Task instructions:
For the data below, report how many lines include the word "building", and write nothing else.

Task material:
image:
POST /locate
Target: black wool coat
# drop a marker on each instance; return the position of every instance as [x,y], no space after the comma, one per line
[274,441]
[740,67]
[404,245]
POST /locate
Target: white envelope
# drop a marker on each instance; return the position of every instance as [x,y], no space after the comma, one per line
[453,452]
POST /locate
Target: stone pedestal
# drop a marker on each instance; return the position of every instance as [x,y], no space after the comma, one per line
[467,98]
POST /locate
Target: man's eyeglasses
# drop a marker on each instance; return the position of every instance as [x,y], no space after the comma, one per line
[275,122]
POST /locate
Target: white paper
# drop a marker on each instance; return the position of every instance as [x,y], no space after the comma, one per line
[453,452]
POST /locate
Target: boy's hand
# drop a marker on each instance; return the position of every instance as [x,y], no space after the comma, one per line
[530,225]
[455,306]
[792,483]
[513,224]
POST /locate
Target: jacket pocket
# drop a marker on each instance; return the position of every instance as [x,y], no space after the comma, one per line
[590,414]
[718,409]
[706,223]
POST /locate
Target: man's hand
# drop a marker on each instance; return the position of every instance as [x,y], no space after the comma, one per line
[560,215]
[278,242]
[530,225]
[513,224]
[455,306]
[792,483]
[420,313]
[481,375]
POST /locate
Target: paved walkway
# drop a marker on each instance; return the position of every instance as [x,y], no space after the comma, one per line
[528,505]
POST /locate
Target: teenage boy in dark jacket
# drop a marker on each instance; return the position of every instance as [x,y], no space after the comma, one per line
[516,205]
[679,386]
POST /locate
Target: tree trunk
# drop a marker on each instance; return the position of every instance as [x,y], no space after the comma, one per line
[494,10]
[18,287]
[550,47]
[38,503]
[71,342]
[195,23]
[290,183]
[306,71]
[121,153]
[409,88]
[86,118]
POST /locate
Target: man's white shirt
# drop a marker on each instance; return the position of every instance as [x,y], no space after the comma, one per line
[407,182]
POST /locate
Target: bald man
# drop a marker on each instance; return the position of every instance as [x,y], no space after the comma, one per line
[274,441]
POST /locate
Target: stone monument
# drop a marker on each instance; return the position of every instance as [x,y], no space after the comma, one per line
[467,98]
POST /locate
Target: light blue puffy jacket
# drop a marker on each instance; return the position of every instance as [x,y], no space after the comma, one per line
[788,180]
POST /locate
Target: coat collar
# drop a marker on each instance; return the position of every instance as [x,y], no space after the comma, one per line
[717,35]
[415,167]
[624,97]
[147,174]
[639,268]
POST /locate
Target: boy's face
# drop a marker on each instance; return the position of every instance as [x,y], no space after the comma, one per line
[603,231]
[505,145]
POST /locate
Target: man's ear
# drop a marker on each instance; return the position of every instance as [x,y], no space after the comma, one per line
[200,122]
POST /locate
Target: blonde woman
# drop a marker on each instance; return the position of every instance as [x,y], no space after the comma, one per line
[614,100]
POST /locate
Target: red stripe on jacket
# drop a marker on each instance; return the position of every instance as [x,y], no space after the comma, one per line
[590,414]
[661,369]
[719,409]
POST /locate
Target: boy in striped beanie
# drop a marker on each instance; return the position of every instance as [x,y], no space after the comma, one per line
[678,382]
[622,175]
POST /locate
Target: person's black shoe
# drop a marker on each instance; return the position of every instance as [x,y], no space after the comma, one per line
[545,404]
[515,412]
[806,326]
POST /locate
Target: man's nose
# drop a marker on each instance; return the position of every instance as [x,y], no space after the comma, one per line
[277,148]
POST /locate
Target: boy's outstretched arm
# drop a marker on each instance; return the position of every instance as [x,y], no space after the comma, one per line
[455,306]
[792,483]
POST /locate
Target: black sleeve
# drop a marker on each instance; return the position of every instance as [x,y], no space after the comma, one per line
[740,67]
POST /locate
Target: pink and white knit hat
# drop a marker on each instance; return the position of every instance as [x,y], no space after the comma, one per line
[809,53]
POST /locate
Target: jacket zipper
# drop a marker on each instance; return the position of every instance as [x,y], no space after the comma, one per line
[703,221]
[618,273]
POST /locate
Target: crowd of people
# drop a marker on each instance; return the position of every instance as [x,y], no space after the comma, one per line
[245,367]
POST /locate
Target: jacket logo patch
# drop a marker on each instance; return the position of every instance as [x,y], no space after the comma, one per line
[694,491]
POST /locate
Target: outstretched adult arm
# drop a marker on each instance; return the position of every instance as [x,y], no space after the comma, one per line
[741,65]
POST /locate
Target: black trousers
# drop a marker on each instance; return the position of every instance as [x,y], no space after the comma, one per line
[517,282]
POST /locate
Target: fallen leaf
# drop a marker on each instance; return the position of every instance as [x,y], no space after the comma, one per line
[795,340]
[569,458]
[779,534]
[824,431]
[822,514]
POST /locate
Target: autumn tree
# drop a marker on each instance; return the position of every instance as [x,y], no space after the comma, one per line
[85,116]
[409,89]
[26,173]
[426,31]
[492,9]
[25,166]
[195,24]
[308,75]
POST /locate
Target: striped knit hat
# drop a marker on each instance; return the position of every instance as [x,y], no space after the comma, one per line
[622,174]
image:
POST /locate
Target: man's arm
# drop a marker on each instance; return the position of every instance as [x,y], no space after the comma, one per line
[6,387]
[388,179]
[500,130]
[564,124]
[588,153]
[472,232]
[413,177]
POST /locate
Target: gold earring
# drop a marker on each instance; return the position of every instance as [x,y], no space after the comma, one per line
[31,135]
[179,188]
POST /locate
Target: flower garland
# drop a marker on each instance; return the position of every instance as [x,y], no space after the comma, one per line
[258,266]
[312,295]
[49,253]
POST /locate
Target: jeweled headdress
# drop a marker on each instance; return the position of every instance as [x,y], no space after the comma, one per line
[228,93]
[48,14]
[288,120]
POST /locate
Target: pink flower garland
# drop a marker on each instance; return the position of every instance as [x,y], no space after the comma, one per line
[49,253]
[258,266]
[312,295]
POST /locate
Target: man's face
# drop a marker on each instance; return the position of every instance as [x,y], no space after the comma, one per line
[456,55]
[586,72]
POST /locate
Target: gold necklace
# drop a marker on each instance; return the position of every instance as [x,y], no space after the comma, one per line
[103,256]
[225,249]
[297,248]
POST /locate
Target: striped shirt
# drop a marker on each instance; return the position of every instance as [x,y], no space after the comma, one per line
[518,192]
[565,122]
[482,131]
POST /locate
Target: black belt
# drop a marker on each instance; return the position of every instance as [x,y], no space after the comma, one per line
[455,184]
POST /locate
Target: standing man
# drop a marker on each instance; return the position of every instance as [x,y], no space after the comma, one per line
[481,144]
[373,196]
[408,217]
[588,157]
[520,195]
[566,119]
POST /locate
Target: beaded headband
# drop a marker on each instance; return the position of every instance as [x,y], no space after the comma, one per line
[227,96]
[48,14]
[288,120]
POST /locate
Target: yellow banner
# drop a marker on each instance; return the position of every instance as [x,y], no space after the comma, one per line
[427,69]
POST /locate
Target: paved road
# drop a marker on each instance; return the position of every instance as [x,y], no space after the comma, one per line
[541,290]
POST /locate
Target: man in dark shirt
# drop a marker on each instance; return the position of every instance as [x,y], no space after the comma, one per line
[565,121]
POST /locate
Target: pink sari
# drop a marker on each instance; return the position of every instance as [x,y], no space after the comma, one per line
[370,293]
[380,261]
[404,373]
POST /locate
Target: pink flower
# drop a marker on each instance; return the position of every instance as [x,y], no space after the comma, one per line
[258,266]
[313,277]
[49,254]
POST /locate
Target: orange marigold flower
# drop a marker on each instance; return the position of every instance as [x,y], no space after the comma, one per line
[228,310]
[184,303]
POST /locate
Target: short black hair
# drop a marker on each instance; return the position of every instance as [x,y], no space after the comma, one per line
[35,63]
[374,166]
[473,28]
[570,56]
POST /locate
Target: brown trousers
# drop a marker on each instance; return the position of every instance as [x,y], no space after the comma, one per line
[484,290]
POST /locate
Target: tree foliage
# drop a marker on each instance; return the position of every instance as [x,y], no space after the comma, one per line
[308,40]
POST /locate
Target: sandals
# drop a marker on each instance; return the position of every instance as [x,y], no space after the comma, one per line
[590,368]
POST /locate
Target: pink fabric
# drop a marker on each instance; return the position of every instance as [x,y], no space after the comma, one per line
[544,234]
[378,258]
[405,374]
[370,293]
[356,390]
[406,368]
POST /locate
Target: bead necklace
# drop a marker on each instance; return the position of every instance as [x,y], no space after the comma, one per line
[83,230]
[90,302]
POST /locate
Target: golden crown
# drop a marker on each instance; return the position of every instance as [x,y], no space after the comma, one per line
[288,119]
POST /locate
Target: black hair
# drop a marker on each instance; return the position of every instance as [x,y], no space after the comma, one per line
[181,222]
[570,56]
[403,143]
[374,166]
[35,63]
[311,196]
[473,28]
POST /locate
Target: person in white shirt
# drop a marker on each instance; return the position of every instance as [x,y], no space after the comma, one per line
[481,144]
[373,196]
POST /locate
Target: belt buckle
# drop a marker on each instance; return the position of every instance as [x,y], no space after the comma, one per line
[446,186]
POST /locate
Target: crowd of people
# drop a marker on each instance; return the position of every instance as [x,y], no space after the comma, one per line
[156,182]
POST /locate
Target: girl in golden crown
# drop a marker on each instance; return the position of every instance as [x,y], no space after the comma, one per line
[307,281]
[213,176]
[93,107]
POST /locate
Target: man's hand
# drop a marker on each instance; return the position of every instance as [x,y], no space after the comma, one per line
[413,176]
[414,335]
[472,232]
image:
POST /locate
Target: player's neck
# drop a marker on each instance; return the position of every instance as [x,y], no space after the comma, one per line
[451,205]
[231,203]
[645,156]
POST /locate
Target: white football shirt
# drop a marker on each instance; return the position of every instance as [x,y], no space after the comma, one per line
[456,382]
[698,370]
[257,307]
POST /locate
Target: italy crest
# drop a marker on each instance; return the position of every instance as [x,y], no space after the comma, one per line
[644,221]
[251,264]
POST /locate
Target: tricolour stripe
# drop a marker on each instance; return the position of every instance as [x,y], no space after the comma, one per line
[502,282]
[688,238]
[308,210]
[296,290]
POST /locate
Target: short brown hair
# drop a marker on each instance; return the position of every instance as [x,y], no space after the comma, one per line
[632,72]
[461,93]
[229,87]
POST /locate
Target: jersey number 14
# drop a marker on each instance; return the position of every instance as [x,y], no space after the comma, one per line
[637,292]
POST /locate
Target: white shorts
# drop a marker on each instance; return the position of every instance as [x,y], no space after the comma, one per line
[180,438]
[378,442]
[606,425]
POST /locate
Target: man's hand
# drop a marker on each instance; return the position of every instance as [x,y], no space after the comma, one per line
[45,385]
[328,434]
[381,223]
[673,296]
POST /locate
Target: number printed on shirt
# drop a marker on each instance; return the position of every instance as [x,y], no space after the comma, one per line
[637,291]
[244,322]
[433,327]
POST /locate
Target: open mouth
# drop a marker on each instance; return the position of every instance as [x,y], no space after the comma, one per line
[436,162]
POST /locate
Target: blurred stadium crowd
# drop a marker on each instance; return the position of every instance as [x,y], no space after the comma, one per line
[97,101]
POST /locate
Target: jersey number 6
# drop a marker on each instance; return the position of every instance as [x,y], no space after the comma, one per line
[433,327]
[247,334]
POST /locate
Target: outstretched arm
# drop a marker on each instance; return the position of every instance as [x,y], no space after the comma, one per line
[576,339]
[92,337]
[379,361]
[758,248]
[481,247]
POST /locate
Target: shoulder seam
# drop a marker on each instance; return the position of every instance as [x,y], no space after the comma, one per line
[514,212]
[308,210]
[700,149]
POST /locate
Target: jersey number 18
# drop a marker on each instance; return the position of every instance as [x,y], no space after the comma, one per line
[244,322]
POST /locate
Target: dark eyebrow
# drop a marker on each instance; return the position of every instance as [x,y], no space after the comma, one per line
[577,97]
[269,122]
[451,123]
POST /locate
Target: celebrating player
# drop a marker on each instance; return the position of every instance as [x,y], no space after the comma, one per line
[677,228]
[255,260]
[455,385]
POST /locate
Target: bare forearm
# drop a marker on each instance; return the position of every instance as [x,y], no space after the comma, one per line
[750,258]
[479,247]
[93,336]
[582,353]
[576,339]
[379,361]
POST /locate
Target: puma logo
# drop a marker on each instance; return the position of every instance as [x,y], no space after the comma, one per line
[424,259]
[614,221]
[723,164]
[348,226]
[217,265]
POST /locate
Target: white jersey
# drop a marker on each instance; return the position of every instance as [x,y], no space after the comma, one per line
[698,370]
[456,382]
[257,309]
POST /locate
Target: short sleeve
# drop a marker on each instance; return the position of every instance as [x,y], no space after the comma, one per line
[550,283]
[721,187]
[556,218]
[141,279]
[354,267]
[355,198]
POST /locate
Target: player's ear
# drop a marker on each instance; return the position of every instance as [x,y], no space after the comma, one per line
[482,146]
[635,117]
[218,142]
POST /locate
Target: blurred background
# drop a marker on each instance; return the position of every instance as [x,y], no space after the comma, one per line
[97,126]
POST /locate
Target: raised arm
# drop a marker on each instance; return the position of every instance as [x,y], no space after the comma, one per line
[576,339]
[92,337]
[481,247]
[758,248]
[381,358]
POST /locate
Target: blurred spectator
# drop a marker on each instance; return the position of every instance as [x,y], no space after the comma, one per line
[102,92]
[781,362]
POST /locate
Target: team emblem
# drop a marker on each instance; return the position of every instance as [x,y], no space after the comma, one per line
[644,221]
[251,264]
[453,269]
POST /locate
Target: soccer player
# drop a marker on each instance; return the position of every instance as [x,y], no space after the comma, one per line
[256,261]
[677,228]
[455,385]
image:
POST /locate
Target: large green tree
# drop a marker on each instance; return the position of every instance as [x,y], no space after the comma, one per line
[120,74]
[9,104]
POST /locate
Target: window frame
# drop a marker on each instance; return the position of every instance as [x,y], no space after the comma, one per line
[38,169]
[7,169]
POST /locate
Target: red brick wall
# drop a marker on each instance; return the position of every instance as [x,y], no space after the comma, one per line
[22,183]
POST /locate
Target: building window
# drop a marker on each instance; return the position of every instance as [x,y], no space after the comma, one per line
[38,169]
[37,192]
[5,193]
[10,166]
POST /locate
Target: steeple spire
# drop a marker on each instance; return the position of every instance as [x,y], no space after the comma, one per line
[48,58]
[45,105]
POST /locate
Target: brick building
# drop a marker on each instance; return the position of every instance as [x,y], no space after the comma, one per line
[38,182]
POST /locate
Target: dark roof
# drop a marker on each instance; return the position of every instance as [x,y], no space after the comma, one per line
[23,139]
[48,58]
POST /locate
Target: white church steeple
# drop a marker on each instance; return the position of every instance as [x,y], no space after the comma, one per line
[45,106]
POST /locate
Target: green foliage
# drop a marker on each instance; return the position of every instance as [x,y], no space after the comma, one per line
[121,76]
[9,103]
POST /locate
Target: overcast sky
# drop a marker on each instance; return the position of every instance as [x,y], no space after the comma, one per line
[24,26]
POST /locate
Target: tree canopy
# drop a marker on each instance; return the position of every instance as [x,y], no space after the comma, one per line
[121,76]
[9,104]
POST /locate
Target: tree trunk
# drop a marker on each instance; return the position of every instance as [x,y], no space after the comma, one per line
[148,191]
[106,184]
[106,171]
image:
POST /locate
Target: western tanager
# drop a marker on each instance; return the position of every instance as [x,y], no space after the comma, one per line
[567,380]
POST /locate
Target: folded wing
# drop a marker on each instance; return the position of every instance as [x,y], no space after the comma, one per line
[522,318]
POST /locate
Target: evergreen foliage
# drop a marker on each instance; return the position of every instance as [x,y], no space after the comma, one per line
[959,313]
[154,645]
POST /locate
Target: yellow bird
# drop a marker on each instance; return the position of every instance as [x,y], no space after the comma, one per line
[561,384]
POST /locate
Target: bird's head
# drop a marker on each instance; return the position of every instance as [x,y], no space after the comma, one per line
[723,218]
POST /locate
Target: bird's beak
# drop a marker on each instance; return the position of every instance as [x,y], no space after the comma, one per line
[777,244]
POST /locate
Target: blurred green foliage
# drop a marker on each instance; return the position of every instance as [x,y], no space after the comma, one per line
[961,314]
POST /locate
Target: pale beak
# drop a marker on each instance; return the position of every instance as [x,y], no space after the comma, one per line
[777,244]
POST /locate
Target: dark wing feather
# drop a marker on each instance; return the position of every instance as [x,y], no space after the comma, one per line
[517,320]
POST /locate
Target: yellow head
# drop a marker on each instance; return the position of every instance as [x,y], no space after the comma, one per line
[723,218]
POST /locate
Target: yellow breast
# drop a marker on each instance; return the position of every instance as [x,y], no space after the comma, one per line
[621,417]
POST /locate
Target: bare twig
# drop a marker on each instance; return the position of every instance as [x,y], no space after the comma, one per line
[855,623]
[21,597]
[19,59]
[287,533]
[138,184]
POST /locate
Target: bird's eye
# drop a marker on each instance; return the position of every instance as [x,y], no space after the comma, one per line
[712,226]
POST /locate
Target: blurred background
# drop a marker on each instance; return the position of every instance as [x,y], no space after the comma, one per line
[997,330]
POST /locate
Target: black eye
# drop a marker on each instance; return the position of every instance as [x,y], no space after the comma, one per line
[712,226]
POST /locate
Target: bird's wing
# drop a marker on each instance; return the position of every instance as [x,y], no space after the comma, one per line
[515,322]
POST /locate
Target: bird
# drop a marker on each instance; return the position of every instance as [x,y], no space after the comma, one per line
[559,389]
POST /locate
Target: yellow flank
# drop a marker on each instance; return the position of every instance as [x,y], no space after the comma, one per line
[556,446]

Answer box:
2